⟨

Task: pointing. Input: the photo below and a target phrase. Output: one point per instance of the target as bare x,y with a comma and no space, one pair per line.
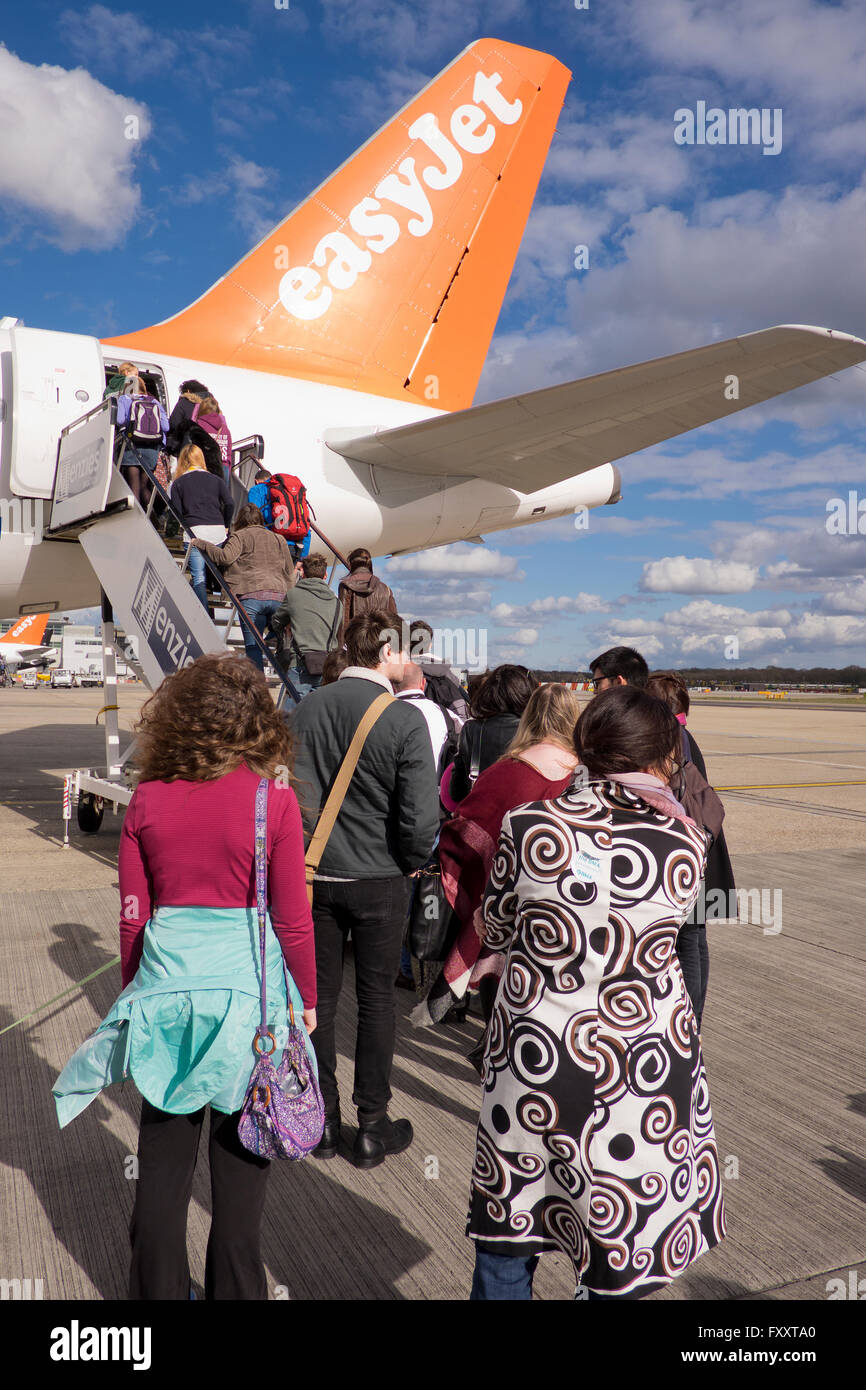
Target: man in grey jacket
385,829
312,613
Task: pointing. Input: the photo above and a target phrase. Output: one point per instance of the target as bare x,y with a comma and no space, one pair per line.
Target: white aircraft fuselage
355,503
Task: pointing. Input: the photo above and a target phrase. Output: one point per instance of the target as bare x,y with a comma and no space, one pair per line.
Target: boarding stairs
152,617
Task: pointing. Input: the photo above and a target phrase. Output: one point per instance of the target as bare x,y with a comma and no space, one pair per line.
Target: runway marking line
774,786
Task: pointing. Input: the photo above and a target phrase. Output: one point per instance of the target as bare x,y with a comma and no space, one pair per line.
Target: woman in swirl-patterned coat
595,1133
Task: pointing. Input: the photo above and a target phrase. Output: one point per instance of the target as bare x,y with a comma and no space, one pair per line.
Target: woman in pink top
189,957
538,763
209,416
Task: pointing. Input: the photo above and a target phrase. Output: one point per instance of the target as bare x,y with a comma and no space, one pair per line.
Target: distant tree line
731,677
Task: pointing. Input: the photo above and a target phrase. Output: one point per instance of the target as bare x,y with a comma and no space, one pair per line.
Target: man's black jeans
695,965
374,911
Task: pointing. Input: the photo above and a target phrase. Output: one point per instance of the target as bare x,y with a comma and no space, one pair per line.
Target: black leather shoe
377,1141
328,1143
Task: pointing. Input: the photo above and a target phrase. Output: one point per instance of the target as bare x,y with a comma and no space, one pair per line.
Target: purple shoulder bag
282,1114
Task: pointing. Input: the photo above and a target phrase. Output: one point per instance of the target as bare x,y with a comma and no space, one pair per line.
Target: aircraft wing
533,441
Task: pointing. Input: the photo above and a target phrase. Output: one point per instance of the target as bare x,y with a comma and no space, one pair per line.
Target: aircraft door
56,378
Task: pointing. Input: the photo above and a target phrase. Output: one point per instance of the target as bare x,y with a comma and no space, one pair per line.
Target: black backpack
441,690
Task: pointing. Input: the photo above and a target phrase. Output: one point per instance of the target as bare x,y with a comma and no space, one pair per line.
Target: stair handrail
288,685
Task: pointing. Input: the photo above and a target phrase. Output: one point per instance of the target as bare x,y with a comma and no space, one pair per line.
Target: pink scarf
655,792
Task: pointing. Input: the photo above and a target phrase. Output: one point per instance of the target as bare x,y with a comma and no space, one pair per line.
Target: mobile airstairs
150,615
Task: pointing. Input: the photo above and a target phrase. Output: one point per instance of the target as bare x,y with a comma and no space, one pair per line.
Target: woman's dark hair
314,566
334,665
248,514
624,730
360,559
207,719
672,688
369,633
505,691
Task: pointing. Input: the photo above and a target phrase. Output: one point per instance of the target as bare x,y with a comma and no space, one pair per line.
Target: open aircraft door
56,378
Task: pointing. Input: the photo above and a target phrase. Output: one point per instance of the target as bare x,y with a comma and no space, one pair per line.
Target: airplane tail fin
391,275
28,628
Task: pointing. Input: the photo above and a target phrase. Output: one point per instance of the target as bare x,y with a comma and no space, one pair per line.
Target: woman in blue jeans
257,567
205,506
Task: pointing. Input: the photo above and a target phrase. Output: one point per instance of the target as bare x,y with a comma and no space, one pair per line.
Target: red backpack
289,512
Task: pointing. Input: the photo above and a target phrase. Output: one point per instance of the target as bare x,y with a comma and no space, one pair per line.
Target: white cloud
456,559
106,38
401,31
245,186
369,102
627,152
679,574
64,157
811,52
549,608
850,598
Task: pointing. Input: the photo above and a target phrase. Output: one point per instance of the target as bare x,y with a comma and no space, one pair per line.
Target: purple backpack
282,1114
145,421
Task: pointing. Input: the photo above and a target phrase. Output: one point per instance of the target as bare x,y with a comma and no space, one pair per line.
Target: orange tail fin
391,275
28,630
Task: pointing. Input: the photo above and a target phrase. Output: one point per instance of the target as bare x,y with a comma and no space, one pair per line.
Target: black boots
328,1143
380,1139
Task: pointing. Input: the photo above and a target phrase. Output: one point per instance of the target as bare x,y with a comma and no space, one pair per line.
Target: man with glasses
619,666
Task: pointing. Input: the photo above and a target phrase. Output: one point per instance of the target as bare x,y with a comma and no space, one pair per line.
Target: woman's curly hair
207,719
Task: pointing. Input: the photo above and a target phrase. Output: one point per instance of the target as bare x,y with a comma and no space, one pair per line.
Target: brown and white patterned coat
595,1133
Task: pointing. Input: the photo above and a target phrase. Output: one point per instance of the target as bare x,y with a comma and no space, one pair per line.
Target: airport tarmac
783,1040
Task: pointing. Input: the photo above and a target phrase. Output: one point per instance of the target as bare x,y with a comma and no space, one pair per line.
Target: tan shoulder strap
341,786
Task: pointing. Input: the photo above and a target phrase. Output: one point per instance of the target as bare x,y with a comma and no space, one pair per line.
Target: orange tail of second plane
28,630
391,275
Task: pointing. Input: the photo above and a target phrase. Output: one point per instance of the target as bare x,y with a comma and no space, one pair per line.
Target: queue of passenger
572,863
572,847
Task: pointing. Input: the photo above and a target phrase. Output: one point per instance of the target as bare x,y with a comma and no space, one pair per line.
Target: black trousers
167,1153
695,965
374,911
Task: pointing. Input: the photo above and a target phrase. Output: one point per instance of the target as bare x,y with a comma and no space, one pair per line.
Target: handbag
160,473
341,786
282,1112
433,922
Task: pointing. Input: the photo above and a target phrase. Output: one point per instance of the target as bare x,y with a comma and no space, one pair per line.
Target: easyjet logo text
303,291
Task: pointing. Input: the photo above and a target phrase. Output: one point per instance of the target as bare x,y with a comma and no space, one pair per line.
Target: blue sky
245,107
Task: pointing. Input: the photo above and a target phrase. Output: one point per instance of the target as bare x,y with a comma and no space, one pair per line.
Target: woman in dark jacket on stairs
495,706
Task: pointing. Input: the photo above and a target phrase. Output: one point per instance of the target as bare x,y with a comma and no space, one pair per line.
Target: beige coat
253,559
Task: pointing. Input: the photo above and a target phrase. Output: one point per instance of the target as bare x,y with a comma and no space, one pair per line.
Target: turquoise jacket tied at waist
184,1027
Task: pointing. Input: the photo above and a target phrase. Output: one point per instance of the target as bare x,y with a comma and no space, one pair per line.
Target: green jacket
312,612
389,818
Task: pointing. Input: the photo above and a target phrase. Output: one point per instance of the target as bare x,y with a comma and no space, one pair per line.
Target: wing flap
537,439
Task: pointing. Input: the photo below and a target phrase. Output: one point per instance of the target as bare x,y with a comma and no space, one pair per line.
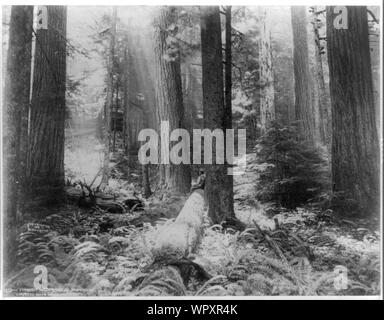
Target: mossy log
172,268
179,239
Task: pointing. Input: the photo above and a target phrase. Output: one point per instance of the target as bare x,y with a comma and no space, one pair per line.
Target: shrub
291,171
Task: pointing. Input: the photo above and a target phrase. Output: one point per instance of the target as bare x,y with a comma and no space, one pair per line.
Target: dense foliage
291,172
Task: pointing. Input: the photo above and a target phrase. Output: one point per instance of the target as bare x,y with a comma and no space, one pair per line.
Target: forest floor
284,252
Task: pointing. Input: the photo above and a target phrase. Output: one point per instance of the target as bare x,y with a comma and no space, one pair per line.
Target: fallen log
106,202
179,239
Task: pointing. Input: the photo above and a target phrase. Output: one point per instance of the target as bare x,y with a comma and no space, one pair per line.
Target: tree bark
303,92
45,165
169,95
109,103
219,185
267,106
322,95
15,124
355,146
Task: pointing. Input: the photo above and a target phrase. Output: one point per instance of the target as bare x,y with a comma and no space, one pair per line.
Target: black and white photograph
191,151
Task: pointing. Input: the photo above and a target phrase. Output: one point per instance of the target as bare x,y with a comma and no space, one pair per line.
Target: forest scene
191,151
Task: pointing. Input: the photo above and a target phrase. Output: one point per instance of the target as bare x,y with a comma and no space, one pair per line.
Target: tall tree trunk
15,124
219,185
267,106
303,93
46,140
109,102
355,146
126,107
169,95
322,95
228,67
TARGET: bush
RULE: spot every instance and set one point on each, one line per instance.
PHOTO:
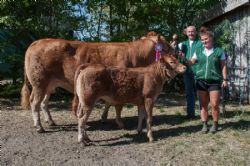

⟩

## TASK DIRECTIONS
Output, exactly and only: the line containing "TARGET: bush", the last line of the listing above, and every line in between. Leave the pictures out.

## WRITTEN ANSWER
TARGET: bush
RULE: spot every instance and set one point on each, one line per instance.
PHOTO:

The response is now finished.